# Bluebirds in my birdbath sharing with some Sparrows.



## Ruth n Jersey (Sep 27, 2020)

Before I grabbed my camera there were five of them together but as usual I wasn't fast enough. I was surprised to see them this late in the season. They weren't to happy to share their bath with the other birds and on occasion tried to chase them away.


----------



## Aunt Marg (Sep 27, 2020)

Oh the sweetness!

Nice capture, Ruth!


----------



## SeaBreeze (Sep 29, 2020)

Such sweet little ones Ruth, thanks for posting that!  We have some aggressive Magpies and Crows in our yard, and I hate when they bully the smaller birds.


----------



## Aunt Marg (Sep 29, 2020)

SeaBreeze said:


> Such sweet little ones Ruth, thanks for posting that!  We have some aggressive Magpies and Crows in our yard, and I hate when they bully the smaller birds.


We were having the same problem with Blue Jays, however, it didn't take long for us to shoo the Jays away.

_Written request a_:
Please duplicate the rows between the line containing "Target: railing" and the last row, inclusive.
The birdbath thread and the rows are unrelated material.

_Input rows_:
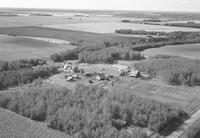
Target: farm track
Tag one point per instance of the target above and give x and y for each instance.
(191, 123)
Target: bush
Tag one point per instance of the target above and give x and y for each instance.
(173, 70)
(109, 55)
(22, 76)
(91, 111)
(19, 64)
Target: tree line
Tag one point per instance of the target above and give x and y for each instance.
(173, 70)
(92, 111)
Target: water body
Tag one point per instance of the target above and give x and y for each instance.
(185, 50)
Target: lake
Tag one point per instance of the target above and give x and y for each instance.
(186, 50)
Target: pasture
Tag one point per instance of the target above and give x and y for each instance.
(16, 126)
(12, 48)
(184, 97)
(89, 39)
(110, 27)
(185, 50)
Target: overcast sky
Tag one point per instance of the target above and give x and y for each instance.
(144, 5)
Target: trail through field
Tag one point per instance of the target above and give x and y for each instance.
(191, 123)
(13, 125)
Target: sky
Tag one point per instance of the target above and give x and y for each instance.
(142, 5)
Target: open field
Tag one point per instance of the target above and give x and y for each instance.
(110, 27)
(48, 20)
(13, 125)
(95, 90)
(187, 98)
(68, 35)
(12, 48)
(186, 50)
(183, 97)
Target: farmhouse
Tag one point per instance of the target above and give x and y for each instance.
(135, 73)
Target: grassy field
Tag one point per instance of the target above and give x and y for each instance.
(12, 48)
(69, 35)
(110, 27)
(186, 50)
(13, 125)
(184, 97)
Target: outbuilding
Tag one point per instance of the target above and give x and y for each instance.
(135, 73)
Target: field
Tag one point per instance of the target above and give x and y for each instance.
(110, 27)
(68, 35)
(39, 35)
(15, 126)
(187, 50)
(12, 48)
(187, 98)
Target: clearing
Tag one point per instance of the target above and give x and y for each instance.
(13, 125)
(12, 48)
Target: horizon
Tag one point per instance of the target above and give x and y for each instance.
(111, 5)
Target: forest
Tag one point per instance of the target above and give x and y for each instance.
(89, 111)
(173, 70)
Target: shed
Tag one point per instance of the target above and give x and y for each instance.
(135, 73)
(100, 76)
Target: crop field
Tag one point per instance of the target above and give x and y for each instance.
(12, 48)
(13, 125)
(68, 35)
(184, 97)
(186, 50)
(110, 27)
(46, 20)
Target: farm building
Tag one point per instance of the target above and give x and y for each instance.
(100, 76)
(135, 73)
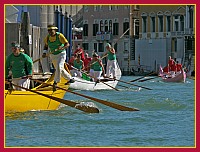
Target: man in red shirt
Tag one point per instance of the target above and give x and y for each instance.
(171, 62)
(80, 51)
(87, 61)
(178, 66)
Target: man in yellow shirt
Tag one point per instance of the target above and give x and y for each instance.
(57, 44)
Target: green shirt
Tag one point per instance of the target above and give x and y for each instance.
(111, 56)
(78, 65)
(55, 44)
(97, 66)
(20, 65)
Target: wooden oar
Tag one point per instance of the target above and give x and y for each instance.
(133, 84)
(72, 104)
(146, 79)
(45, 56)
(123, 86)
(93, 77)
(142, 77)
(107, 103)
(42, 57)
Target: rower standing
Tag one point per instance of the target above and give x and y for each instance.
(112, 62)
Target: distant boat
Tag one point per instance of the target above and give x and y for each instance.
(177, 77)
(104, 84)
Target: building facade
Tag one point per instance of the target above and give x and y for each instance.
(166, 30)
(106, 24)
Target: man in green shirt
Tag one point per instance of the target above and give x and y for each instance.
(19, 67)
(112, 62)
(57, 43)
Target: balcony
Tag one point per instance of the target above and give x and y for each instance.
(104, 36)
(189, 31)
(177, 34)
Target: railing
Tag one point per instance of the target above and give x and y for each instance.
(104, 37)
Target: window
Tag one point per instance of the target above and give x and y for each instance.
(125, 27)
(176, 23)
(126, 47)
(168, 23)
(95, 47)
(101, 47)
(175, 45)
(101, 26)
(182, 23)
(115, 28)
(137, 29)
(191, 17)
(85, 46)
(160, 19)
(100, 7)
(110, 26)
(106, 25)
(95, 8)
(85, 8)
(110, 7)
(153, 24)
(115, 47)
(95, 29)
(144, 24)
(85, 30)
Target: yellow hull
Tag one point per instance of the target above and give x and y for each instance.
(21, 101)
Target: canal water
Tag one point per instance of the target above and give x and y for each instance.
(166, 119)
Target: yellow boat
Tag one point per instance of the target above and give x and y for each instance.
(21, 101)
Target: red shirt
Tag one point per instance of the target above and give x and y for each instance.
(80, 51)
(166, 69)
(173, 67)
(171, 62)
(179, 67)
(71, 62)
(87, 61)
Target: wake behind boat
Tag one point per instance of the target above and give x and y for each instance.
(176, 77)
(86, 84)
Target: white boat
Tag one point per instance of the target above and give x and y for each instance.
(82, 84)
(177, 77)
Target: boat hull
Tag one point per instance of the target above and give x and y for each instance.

_Written request b_:
Copy the birdbath thread word for word between "## Ruth n Jersey" and "Oh the sweetness!", inclusive.

_Result a_:
Target: railing
Tag one point per instance of the target above and give x and y for each instance.
(104, 37)
Target: window
Tag one point per instance of the target above and give x and y for each instance.
(125, 27)
(176, 23)
(126, 47)
(168, 23)
(95, 47)
(101, 47)
(175, 45)
(101, 26)
(182, 23)
(115, 28)
(137, 29)
(191, 17)
(85, 46)
(160, 19)
(100, 7)
(110, 26)
(106, 25)
(95, 8)
(85, 8)
(110, 7)
(153, 24)
(115, 47)
(95, 29)
(144, 24)
(85, 30)
Target: yellow hull
Tag one point per instance of the target above and give x and y for each instance.
(21, 101)
Target: canal water
Tag one point per instance of the target above and give x and y for each instance.
(166, 119)
Target: yellow boat
Tag one point per instance of the target above and give x and y for each instance.
(21, 101)
Target: red shirt
Tag one point per instance of the target above and give x and y for each instance.
(80, 51)
(166, 69)
(173, 67)
(171, 62)
(179, 67)
(71, 62)
(87, 61)
Target: wake behind boat
Tag one point per instance of the target above and give x and y for each instance.
(176, 77)
(86, 84)
Target: white boat
Tag one point per instance of the target above and give x and y for each instance.
(82, 84)
(177, 77)
Target: boat hull
Tag one point per instance of the target above and give x and y for each instance.

_Result b_:
## Ruth n Jersey (Sep 27, 2020)

Before I grabbed my camera there were five of them together but as usual I wasn't fast enough. I was surprised to see them this late in the season. They weren't to happy to share their bath with the other birds and on occasion tried to chase them away.


----------



## Aunt Marg (Sep 27, 2020)

Oh the sweetness!